> [Short task]:
Starting at the line that contains "One keypoint belongs to every instance. Tag the tower roof", copy each line through the end of the listing below. Include both ends and output nothing more.

> [Entries]:

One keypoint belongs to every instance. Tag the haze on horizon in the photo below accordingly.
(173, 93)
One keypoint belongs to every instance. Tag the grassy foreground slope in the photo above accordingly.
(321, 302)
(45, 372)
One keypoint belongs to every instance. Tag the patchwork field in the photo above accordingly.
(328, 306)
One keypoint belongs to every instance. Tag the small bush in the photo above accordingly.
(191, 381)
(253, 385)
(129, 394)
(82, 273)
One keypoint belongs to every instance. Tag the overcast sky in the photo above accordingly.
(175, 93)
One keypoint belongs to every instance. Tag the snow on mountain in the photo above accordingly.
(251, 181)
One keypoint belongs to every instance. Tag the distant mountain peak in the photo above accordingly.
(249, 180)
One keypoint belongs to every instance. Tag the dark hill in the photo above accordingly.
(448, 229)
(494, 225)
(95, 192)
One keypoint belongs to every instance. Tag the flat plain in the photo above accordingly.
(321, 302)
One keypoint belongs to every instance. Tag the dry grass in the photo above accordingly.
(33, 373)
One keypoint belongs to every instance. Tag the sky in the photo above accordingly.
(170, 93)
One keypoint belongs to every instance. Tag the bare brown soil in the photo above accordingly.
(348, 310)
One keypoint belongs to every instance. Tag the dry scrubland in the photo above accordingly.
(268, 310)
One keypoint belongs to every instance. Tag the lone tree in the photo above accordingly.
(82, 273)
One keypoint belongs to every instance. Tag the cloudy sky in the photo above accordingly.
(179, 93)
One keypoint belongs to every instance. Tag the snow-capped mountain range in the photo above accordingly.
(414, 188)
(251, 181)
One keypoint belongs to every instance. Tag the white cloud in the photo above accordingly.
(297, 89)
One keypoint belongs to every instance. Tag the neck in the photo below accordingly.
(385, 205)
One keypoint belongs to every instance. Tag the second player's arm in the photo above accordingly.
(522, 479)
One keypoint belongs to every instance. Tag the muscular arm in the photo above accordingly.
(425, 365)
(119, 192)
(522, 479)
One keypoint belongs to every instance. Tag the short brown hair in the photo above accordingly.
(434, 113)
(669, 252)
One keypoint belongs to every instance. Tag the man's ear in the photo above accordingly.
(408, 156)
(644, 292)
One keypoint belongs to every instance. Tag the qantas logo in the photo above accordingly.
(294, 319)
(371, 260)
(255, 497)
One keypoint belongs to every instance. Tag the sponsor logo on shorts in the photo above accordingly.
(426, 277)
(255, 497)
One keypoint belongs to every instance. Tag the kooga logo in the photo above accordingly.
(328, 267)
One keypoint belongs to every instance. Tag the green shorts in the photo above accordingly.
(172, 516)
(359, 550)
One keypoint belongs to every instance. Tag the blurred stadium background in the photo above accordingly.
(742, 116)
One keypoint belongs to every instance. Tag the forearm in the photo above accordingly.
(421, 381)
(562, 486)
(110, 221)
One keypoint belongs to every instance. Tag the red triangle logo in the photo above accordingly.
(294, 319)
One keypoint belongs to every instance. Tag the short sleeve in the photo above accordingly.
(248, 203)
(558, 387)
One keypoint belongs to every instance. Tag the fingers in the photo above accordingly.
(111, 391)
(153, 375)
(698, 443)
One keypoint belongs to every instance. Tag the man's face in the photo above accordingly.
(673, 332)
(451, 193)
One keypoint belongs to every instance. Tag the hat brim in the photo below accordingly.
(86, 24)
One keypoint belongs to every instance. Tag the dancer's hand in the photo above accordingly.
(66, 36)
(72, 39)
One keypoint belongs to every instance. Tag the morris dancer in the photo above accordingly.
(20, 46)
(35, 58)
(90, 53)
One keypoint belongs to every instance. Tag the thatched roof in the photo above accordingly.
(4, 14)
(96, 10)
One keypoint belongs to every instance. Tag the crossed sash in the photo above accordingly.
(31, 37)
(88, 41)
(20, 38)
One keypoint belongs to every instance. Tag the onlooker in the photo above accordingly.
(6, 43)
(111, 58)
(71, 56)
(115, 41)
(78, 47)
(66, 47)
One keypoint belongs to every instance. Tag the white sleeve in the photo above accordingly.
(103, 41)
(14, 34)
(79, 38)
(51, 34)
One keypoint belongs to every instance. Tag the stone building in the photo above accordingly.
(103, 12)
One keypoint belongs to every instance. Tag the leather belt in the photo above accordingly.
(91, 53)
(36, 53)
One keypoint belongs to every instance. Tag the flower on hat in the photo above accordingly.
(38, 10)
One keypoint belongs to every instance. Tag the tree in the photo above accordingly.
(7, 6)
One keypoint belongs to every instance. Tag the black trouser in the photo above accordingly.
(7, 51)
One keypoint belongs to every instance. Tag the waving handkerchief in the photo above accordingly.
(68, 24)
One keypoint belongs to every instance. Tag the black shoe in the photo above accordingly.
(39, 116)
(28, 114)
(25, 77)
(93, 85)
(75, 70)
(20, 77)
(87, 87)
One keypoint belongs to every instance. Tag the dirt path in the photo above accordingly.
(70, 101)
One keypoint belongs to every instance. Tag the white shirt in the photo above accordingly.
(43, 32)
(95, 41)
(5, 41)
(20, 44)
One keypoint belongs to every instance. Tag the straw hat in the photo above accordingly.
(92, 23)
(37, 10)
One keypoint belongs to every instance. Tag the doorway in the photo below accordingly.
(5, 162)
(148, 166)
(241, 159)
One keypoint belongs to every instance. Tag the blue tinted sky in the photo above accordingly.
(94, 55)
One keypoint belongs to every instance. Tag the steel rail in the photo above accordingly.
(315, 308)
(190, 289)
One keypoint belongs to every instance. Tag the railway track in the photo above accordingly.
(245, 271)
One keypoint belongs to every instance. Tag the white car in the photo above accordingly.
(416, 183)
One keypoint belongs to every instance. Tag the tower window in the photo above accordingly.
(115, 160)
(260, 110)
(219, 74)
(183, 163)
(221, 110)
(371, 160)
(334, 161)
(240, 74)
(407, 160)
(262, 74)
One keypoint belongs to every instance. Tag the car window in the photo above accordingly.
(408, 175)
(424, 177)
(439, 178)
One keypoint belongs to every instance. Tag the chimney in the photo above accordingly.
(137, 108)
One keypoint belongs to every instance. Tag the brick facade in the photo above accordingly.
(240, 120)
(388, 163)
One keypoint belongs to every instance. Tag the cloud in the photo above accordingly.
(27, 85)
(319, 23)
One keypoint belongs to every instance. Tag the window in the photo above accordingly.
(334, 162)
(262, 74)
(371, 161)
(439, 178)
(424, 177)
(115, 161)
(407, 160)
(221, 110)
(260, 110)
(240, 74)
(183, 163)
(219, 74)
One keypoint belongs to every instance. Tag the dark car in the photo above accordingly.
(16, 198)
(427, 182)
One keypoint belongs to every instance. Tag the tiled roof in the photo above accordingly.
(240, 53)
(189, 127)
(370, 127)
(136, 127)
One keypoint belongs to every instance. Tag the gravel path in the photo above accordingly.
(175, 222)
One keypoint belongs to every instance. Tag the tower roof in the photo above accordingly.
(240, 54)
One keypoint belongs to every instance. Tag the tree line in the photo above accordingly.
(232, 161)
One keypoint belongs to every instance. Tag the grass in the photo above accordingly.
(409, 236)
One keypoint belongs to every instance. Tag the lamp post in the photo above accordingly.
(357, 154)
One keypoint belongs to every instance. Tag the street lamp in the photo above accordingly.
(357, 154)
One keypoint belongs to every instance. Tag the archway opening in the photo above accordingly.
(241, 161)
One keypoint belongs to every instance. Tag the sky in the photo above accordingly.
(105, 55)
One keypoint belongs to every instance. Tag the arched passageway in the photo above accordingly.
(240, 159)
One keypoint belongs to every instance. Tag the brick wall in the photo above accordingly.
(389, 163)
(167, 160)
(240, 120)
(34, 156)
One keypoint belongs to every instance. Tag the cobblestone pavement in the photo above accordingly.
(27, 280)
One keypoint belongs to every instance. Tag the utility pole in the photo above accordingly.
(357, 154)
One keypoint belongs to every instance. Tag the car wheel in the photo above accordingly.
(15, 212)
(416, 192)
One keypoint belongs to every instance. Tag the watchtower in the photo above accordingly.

> [Output]:
One keypoint belongs to every instance. Tag the tower roof in the photo above accordingly.
(240, 54)
One keypoint belongs to every instance. Tag the tree line in the photo above accordingly.
(232, 161)
One keypoint belongs to every instance. Tag the grass in the photo above accordingly.
(409, 236)
One keypoint belongs to every instance. Tag the lamp post in the photo above accordingly.
(357, 154)
One keypoint belongs to every instance. Tag the street lamp in the photo above accordingly.
(357, 154)
One keypoint belongs to every instance. Tag the archway opening in the photo above accordingly.
(241, 161)
One keypoint belongs to every instance. Tag the sky in the photo above accordingly.
(105, 55)
One keypoint belongs to every instance. Tag the arched passageway in the photo above accordingly.
(240, 159)
One keypoint belongs to every instance. Tag the brick wall in the photo above accordingly.
(389, 163)
(167, 160)
(240, 120)
(34, 156)
One keypoint belongs to every instance. Tag the cobblestone pavement in the photo above accordingly.
(27, 280)
One keypoint belongs to every instance. Tag the utility pole in the photo above accordingly.
(357, 154)
One keypoint belongs to every instance. Tag the car wheel in the photo above accordingly.
(15, 212)
(416, 192)
One keypoint belongs to every instance. Tag the watchtower in the photo above accordingly.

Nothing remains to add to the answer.